TASK: Your task is to retype each line of the data below exactly.

RECORDS SHOWN:

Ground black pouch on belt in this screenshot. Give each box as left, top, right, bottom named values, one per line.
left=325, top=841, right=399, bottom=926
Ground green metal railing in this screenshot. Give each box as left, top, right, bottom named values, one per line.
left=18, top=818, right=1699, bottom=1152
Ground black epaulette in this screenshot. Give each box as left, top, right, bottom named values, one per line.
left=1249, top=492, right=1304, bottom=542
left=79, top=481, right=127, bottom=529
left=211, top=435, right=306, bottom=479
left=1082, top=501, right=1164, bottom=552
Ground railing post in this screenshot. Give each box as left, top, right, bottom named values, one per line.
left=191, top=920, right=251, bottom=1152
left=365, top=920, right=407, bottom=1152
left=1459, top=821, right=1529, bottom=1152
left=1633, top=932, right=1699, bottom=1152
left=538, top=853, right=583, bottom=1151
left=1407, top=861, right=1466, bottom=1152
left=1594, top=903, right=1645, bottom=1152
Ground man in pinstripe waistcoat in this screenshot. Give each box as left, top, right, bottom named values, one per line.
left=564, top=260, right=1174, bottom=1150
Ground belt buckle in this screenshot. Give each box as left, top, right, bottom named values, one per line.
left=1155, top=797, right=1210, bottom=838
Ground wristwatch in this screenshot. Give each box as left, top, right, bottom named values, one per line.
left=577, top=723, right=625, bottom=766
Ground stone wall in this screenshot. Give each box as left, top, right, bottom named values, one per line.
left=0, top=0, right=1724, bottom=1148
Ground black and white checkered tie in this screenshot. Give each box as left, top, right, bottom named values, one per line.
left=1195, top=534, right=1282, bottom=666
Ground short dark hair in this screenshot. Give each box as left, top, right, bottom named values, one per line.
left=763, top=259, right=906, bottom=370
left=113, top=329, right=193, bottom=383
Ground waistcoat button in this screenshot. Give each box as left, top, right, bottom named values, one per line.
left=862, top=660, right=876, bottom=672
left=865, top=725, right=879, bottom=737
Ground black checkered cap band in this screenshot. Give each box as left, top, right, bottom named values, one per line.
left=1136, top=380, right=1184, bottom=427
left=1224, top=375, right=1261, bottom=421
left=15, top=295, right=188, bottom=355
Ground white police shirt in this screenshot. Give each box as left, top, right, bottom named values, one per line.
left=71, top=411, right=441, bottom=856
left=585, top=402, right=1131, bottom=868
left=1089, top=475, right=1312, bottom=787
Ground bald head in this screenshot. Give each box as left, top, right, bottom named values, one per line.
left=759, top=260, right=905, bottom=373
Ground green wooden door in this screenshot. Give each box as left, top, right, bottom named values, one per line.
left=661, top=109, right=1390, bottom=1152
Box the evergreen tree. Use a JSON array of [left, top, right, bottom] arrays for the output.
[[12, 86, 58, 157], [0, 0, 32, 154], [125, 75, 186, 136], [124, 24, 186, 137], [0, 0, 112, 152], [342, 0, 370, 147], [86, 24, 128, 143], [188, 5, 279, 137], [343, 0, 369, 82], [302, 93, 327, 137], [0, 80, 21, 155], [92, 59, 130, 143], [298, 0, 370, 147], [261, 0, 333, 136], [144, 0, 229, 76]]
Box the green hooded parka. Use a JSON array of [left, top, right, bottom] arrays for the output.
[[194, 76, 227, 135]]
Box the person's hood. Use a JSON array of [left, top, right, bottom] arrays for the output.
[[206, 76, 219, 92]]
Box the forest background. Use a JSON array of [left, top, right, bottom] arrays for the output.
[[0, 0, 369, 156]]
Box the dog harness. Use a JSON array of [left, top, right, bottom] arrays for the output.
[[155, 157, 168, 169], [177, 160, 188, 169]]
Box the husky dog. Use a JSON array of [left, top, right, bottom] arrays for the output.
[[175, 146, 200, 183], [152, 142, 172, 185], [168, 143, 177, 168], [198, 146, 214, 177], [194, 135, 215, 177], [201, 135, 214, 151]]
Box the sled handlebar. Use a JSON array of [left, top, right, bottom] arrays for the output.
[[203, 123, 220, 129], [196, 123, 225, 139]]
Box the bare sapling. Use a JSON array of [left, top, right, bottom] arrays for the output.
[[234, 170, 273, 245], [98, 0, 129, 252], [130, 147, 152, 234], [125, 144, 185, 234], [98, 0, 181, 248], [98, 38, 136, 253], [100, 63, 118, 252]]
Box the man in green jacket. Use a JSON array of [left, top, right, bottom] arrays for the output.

ANSWER BELOW:
Ground black pouch on belt in this screenshot. Give each box as left, top, right, bottom named values, one per line.
left=325, top=841, right=399, bottom=926
Ground green metal railing in this screenshot. Give each box as left, top, right, bottom named values, one per line.
left=18, top=818, right=1699, bottom=1152
Ground black epaulette in this screenshot. Give each box as left, top, right, bottom named values, one per line.
left=1249, top=492, right=1304, bottom=542
left=79, top=481, right=127, bottom=529
left=211, top=435, right=306, bottom=479
left=1082, top=501, right=1164, bottom=552
Ground railing post in this screenshot. Give each box as left, top, right, bottom named values, one per line.
left=191, top=920, right=251, bottom=1152
left=365, top=920, right=407, bottom=1152
left=1459, top=821, right=1529, bottom=1152
left=1633, top=932, right=1699, bottom=1152
left=538, top=853, right=583, bottom=1151
left=1407, top=861, right=1466, bottom=1152
left=1594, top=903, right=1645, bottom=1152
Ground man in pinstripe waistcoat in this screenshot. Give each box as left, top, right, bottom named values, one per line.
left=564, top=260, right=1174, bottom=1150
Ground belt buckle in this screenshot. Give each box as left, top, right, bottom named values, one per line.
left=1155, top=797, right=1210, bottom=838
Ground wristwatch in this screenshot. Give each box as left, top, right, bottom named values, one per line.
left=577, top=723, right=625, bottom=766
Ground stone wall in this screenshot. Give each box as left, top, right, bottom named values, one per line.
left=0, top=0, right=1724, bottom=1148
Ground black and white checkered tie in this screenshot. Give each box as left, top, right, bottom named values, one per line.
left=1195, top=534, right=1282, bottom=666
Ground short dark hair in this screenshot. Give each box as left, top, right, bottom named values, one per line.
left=763, top=259, right=906, bottom=370
left=113, top=329, right=193, bottom=383
Ground waistcoat button in this screenshot. Give each box as left, top, right, bottom named values, one per line.
left=862, top=660, right=876, bottom=672
left=865, top=725, right=879, bottom=737
Ground black checkered cap band in this screenshot. Give each box as left, top, right, bottom named values, one per line.
left=1136, top=380, right=1184, bottom=427
left=1224, top=375, right=1261, bottom=421
left=15, top=295, right=188, bottom=355
Ground white police shirt in this screenshot. Give each box as left, top, right, bottom named values, one per line.
left=71, top=411, right=441, bottom=856
left=585, top=402, right=1131, bottom=868
left=1089, top=475, right=1312, bottom=787
Ground bald head in this screenshot. Give each box as left, top, right, bottom named values, one per line.
left=759, top=260, right=905, bottom=373
Ground green wooden door in this screenshot. Give each box as left, top, right, bottom named values, one per line.
left=661, top=109, right=1390, bottom=1152
Box the evergreen tree. Use a JSON array of [left, top, right, bottom] arrays for the output.
[[12, 86, 58, 157], [0, 0, 32, 154], [125, 75, 186, 136], [124, 24, 186, 137], [0, 0, 112, 152], [342, 0, 370, 147], [86, 24, 128, 143], [188, 5, 279, 137], [343, 0, 369, 82], [302, 93, 327, 137], [0, 80, 21, 155], [92, 59, 130, 143], [298, 0, 370, 147], [261, 0, 333, 136], [144, 0, 229, 76]]
Box the green hooded parka. Use a JSON array of [left, top, right, bottom] arrays for the output.
[[194, 76, 227, 135]]
Box the person's hood. Use a JSON array of [left, top, right, bottom] arrays for the output.
[[206, 76, 219, 92]]
Box the forest background. Use a JSON array of [left, top, right, bottom] arrays for the output.
[[0, 0, 369, 156]]
Box the dog harness. Use a JSON array of [left, top, right, bottom] arrays for the output.
[[155, 157, 168, 169], [177, 160, 188, 169]]
Box the husky dog. Use a JSON array of [left, top, right, bottom] arrays for the output.
[[175, 146, 200, 183], [152, 142, 172, 185], [168, 143, 177, 168], [198, 146, 214, 177], [194, 135, 215, 177], [201, 135, 214, 151]]
Box the sled handlebar. Use a JSON array of [left, top, right, bottom] arrays for the output.
[[203, 123, 220, 129], [196, 123, 225, 139]]
Box the bare sapling. Use a JSON array of [left, top, right, bottom] arrays for the output.
[[234, 170, 273, 245], [98, 0, 129, 252], [130, 147, 152, 234], [125, 144, 185, 234], [98, 0, 181, 248], [98, 38, 136, 253], [100, 63, 118, 252]]
Box the man in green jacket. Use a JSON array of [left, top, right, bottom] arrays for the output.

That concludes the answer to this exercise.